TEXTO CITADO:

+ + + + + + +

“Os sonhos do Papa Francisco na Querida Amazônia são também os nossos”, assim define padre Dário Bossi sobre o compromisso dos missionários Combonianos com a Amazônia e seus povos. Coordenador provincial dos Combonianos no Brasil e assessor da Rede Eclesial Pan-Amazônica – REPAM-Brasil, padre Dário participou como padre sinodal no Sínodo da Amazônia realizado no Vaticano, em outubro de 2019.
“A vida missionária é um modo de viver a fé e estar na Igreja que incomoda, às vezes desestabiliza, mas entusiasma e aproxima ao pulsar da vida dos povos.”
Nesta entrevista, o padre italiano fala sobre a trajetória e missão dos missionários Combonianos, que neste ano completa 70 anos de presença no Brasil, e as contribuições dos Combonianos para tornar a Igreja mais missionária e com rosto amazônico. Pe. Dário também comenta os desafios de uma Igreja missionária e destaca elementos do carisma comboniano. Confira:
REPAM-Brasil – Os missionários Combonianos chegaram no Brasil em 1952. As primeiras missões foram realizadas no Maranhão, em Balsas, e no Espírito Santo, onde realizaram inúmeras obras e construíram uma trajetória de contribuições para a Igreja do Brasil. Nesses quase 70 anos de missão, quais as marcas da presença dos Combonianos no Brasil?
Tentamos aportar à caminhada da Igreja e do povo brasileiro com todos os nossos limites: é o desafio que sempre caracteriza uma igreja missionária, composta por “pessoas outras”, que trazem uma fé moldada por outras culturas. Sempre há o risco de uma evangelização que impõe seus modelos e categorias, de uma igreja colonial, como refletimos de Aparecida ao Sínodo da Amazônia.
Assim mesmo, apesar dos limites, conheci missionários de profunda fé e doação radical.
Neles, pude apreciar alguns elementos do carisma comboniano, o mais importante dos quais é “Salvar a África com a África”. Em outras palavras, confiar nas forças e nas capacidades do povo de Deus, para que seja ele mesmo protagonista de sua história, organização, caminhada.
Na longa experiência comboniana aqui no Brasil, as primeiras energias foram investidas em educação, saúde, geração de oportunidades de renda: tentava-se construir comunidade a partir da defesa e promoção dos direitos e necessidades básicas do povo. Os missionários atuavam em contextos pobres, desafiadores (“Aqui é pão para nossos dentes”, diziam os primeiros deles, no Maranhão).

+ + + + + + +

DADOS DE ORIGEM:
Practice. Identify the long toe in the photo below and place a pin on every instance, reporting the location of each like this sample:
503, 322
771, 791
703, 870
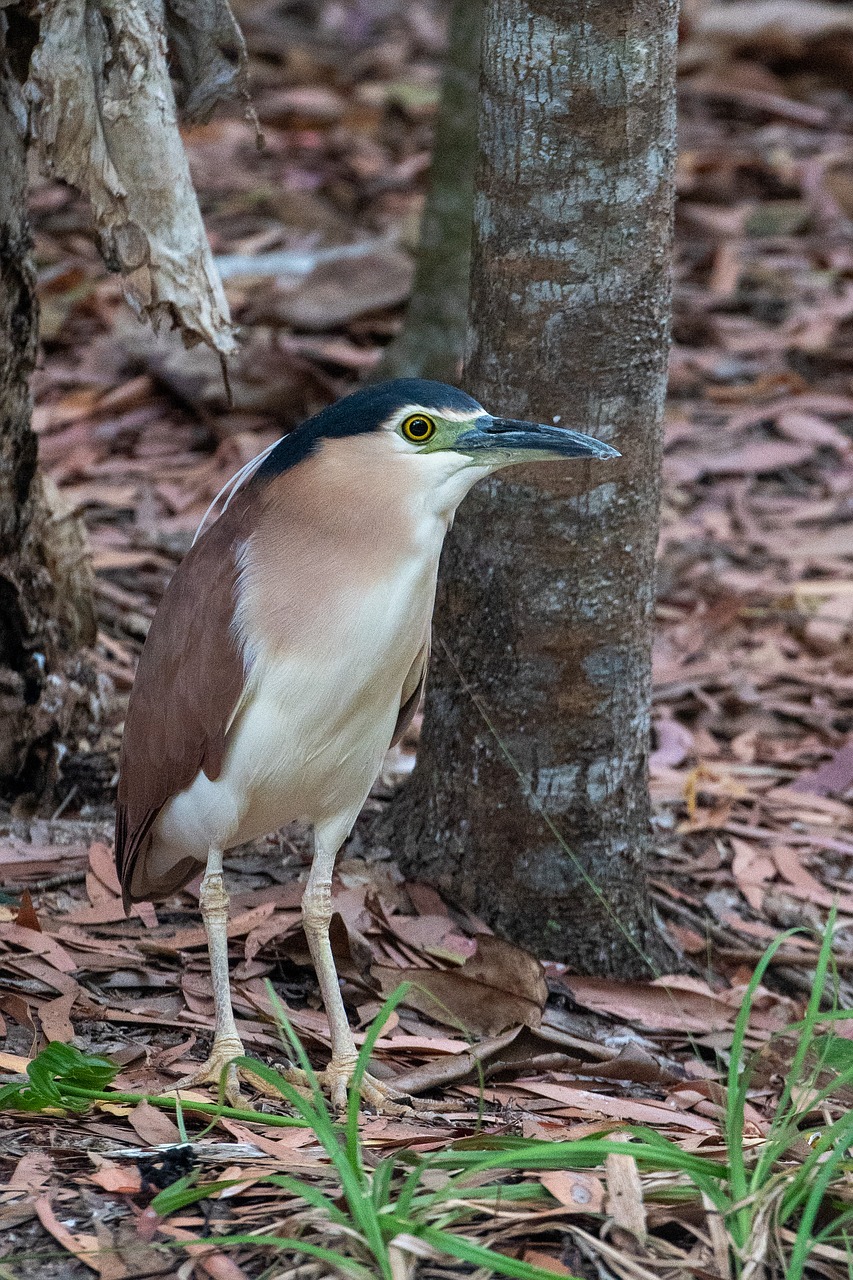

+ + + + + + +

TAREFAS ESCRITAS:
[a] Segundo a entrevista, em que ano os missionários Combonianos chegaram ao Brasil?
[b] Reescreva o trecho da entrevista entre "Assim mesmo, apesar" e "deles, no Maranhão).", inclusive, substituindo "educação" por "ensino".

RESPOSTAS POR TAREFA:
[a] Em 1952.

[b]
Assim mesmo, apesar dos limites, conheci missionários de profunda fé e doação radical.
Neles, pude apreciar alguns elementos do carisma comboniano, o mais importante dos quais é “Salvar a África com a África”. Em outras palavras, confiar nas forças e nas capacidades do povo de Deus, para que seja ele mesmo protagonista de sua história, organização, caminhada.
Na longa experiência comboniana aqui no Brasil, as primeiras energias foram investidas em ensino, saúde, geração de oportunidades de renda: tentava-se construir comunidade a partir da defesa e promoção dos direitos e necessidades básicas do povo. Os missionários atuavam em contextos pobres, desafiadores (“Aqui é pão para nossos dentes”, diziam os primeiros deles, no Maranhão).